▸ TEKS SUMBER

==========

Kumpulan esainya berturut turut: Potret Seorang Peyair Muda Sebagai
Malin Kundang (1972), Seks, Sastra, Kita (1980), Kesusastraan dan
Kekuasaan (1993), Setelah Revolusi Tak Ada Lagi (2001), Kata, Waktu
(2001), Eksotopi (2002).

Sajak-sajaknya dibukukan dalam Parikesit (1971), Interlude (1973),
Asmaradana (1992), Misalkan Kita di Sarajevo (1998), dan Sajak-Sajak
Lengkap 1961-2001 (2001). Terjemahan sajak-sajak pilihannya ke dalam
bahasa Inggris, oleh Laksmi Pamuntjak, terbit dengan judul Goenawan
Mohamad: Selected Poems (2004).

Setelah pembredelan Tempo pada 1994, ia mendirikan ISAI (Institut Studi
Arus Informasi), sebuah organisasi yang dibentuk bersama rekan-rekan
dari Tempo dan Aliansi Jurnalis Independen, serta sejumlah cendekiawan
yang memperjuangkan kebebasan ekspresi. Secara sembunyi-sembunyi,
antara lain di Jalan Utan Kayu 68H, ISAI menerbitkan serangkaian media
dan buku perlawanan terhadap Orde Baru.

Sebab itu di Utan Kayu 68H bertemu banyak elemen: aktivis pro-demokrasi,
seniman, dan cendekiawan, yang bekerja bahu membahu dalam perlawanan itu.

Dari ikatan inilah lahir Teater Utan Kayu, Radio 68H, Galeri Lontar,
Kedai Tempo, Jaringan Islam Liberal, dan terakhir Sekolah Jurnalisme
Penyiaran, yang meskipun tak tergabung dalam satu badan, bersama-sama
disebut “Komunitas Utan Kayu”.

==========

▸ ENTRI DATA
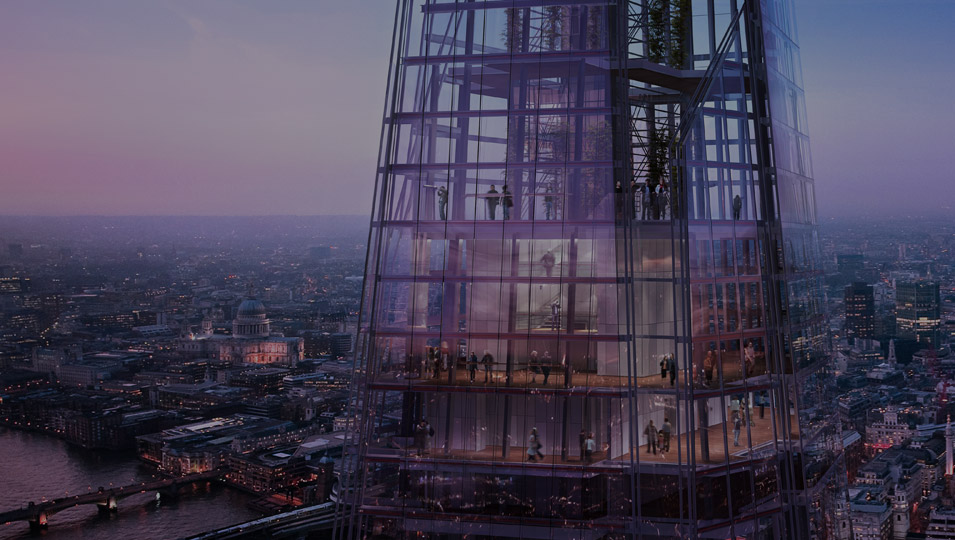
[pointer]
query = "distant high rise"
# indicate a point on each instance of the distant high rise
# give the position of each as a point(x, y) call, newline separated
point(593, 304)
point(918, 311)
point(849, 266)
point(860, 311)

==========

▸ TUGAS DIKERJAKAN
a - Apa kepanjangan ISAI menurut teks sumber?
b - Teruskan tulisan tentang Goenawan Mohamad dan Komunitas Utan Kayu mulai setelah kalimat terakhirnya.

▸ KUNCI JAWABAN
a - Institut Studi Arus Informasi.

b -
Semuanya meneruskan cita-cita yang tumbuh dalam perlawanan terhadap
pemberangusan ekspresi. Goenawan Mohamad juga punya andil dalam pendirian
Jaringan Islam Liberal.

Tahun 2006, Goenawan dapat anugerah sastra Dan David Prize, bersama
esais dan pejuang kemerdekaan Polandia, Adam Michnik, dan musikus
Amerika, Yo-yo-Ma. Tahun 2005 ia bersama wartawan Joesoef Ishak
dapat Wertheim Award.

Karya terbaru Goenawan Mohamad adalah buku berjudul Tuhan dan Hal
Hal yang Tak Selesai (2007), berisi 99 esai liris pendek. Edisi bahasa
Inggrisnya berjudul On God and Other Unfinished Things diterjemahkan
oleh Laksmi Pamuntjak.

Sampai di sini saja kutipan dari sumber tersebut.